> **EXTRACT PROVIDED**:
US 4921020 A
Apparatus for the discharge of fusible materials from a container under a pressure higher than the normal atmospheric pressure by compressed air of laboratory purity or compressed from fresh air, wherein a common tank (1) suitable for receiving the fusible material (8) and the compressed air, is connected to an assembly head (6) by a pipe nipple (9), where lock valve (2), a nozzle (3) and a spring-supported (4) actuating key (5) are arranged in the assembly head (6) for actuaing the discharge process when the key is pressed down. Also a process for the filling and/or refilling of tanks suitable for the discharge of fusible materials from enclosed space is provided wherein air is used for discharging the fusible material.
1. An apparatus for the filling and refilling of tanks suitable for the discharge of fusible materials comprising:
(a) a plurality of feed tanks containing different fusible materials;
(b) a feed unit means associated with each feed tank for feeding the output of its respective feed tank;
(c) a plurality of feed check valves for valving the output of a respective feed unit means;
(d) a propellant gas supply tank;
(e) a propellant gas check valve;
(f) a propellant gas conduit between said supply tank and said propellant gas check valve;
(g) a charging stub; and
(h) a further propellant gas conduit between said propellant gas check valve and said charging stub, said further propellant gas conduit also communicating with each of said plurality of feed check valves and thus connecting said feed check valves to said charging stub whereby propellant gas passing through said further propellant gas conduit purges said further propellant gas conduit of any remaining fusible maerial admitted by said plurality of feed check valves.

> **EXCERPTED RECORDS**:
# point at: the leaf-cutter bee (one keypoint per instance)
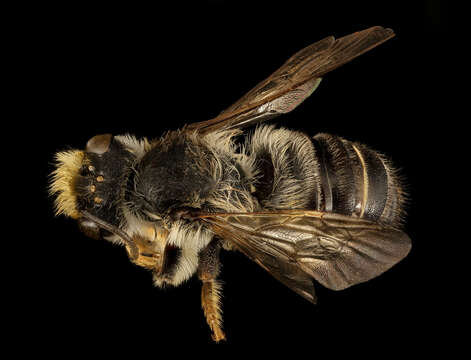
(302, 208)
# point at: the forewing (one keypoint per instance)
(338, 251)
(295, 80)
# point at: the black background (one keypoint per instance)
(82, 71)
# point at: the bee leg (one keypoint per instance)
(208, 270)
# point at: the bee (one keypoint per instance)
(304, 208)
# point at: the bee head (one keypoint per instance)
(91, 181)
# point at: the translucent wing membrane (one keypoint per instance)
(291, 84)
(295, 245)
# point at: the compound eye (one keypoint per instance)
(89, 228)
(99, 144)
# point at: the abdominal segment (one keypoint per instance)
(325, 173)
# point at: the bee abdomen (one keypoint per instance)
(357, 181)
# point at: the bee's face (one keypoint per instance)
(92, 180)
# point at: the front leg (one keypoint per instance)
(208, 270)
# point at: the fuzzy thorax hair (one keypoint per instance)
(63, 180)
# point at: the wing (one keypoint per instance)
(293, 245)
(291, 84)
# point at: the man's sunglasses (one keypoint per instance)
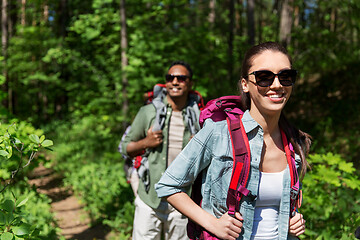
(180, 78)
(265, 78)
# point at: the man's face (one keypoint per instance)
(177, 85)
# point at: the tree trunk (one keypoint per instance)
(286, 22)
(124, 62)
(46, 11)
(238, 19)
(4, 42)
(251, 22)
(231, 38)
(259, 30)
(211, 16)
(23, 15)
(333, 20)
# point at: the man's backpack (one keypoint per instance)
(156, 97)
(228, 107)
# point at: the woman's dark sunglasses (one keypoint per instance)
(180, 78)
(265, 78)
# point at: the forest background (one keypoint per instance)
(76, 71)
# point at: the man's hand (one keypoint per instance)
(153, 139)
(297, 225)
(227, 227)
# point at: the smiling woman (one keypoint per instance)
(265, 87)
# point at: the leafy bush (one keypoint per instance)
(28, 216)
(331, 198)
(17, 146)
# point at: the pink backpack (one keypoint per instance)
(228, 107)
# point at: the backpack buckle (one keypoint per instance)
(294, 193)
(218, 103)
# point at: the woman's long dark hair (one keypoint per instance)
(300, 140)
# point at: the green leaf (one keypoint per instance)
(23, 229)
(7, 236)
(8, 205)
(4, 153)
(47, 143)
(2, 218)
(34, 138)
(22, 200)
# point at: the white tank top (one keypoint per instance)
(265, 226)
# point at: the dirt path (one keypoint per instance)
(72, 219)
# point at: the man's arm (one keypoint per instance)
(152, 139)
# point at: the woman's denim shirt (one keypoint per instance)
(210, 151)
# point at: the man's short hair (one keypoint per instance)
(182, 63)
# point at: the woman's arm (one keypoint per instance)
(297, 225)
(225, 227)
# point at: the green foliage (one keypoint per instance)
(86, 153)
(331, 198)
(19, 143)
(28, 216)
(105, 192)
(23, 217)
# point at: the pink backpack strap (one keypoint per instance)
(295, 182)
(241, 165)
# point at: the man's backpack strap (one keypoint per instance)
(160, 108)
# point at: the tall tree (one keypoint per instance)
(124, 60)
(286, 22)
(4, 42)
(250, 6)
(231, 38)
(211, 16)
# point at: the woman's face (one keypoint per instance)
(270, 100)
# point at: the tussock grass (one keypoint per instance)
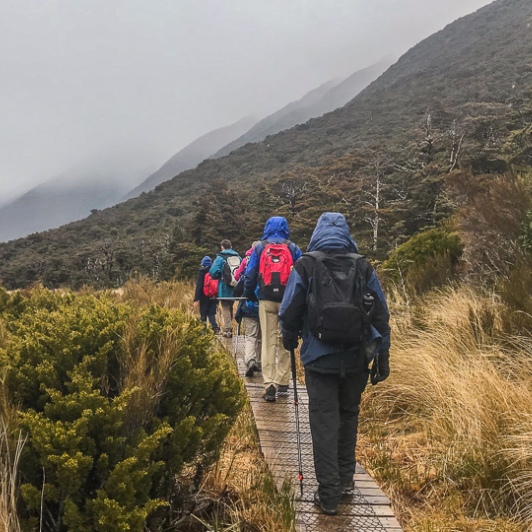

> **WHAT IS EXPECTED**:
For each statement below, say whether it agrees with the patent text. Answer yes or no and quote the words from the text that decide it. (a) The claimed filling apparatus has only one feed tank. (b) A propellant gas conduit runs between the supply tank and the propellant gas check valve. (c) The actuating key in the assembly head is spring-supported.

> **THE COMPLETED TASK**:
(a) No: "a plurality of feed tanks containing different fusible materials"
(b) Yes: "a propellant gas conduit between said supply tank and said propellant gas check valve"
(c) Yes: "a spring-supported (4) actuating key (5)"